• _THE TASK_
Rewrite everything from the line containing "</instance>" down to the end of the items, switching "clicks" to "points" and leaving all else unchanged.

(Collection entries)

BEGIN

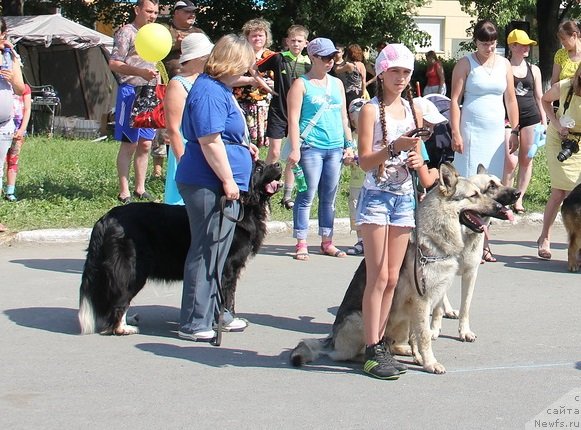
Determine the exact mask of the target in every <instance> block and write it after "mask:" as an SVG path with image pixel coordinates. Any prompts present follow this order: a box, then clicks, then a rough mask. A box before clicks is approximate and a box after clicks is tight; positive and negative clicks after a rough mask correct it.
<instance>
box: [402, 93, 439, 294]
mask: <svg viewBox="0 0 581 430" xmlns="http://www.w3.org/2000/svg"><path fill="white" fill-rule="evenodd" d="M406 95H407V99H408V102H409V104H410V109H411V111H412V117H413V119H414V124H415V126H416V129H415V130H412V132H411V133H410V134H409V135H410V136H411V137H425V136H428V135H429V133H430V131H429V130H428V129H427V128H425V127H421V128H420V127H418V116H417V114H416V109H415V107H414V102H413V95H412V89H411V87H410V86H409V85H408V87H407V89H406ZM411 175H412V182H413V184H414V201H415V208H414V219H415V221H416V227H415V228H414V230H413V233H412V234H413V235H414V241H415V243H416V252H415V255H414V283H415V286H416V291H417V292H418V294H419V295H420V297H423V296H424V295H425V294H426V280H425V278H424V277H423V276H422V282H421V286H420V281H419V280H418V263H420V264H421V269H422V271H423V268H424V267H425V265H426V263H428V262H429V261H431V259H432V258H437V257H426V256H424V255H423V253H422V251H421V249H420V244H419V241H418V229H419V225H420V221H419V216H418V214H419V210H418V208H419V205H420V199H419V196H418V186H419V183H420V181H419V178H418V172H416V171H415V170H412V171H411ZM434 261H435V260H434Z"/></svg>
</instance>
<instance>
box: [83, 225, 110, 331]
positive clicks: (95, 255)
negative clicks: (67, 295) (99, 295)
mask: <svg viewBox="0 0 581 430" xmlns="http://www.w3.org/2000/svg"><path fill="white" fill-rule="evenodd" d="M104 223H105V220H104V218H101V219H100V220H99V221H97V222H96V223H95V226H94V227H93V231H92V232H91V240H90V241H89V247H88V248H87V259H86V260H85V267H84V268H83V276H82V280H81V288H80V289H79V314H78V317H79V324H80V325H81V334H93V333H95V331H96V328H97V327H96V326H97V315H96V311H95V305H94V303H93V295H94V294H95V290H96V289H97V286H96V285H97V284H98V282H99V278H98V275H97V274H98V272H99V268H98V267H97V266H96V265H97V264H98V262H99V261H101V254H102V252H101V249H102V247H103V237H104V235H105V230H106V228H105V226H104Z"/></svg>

END

• _EXERCISE RESULT_
</instance>
<instance>
box: [83, 225, 110, 331]
positive points: (95, 255)
negative points: (67, 295) (99, 295)
mask: <svg viewBox="0 0 581 430" xmlns="http://www.w3.org/2000/svg"><path fill="white" fill-rule="evenodd" d="M104 223H105V220H104V218H101V219H100V220H99V221H97V222H96V223H95V226H94V227H93V231H92V232H91V240H90V241H89V247H88V248H87V259H86V260H85V267H84V268H83V276H82V280H81V288H80V289H79V314H78V317H79V324H80V325H81V334H93V333H95V331H96V328H97V327H96V326H97V315H96V311H95V305H94V303H93V295H94V294H95V290H96V289H97V286H96V285H97V284H98V282H99V278H98V275H97V274H98V272H99V268H98V267H97V266H96V265H97V264H98V262H99V261H101V254H102V252H101V249H102V247H103V237H104V235H105V230H106V228H105V226H104Z"/></svg>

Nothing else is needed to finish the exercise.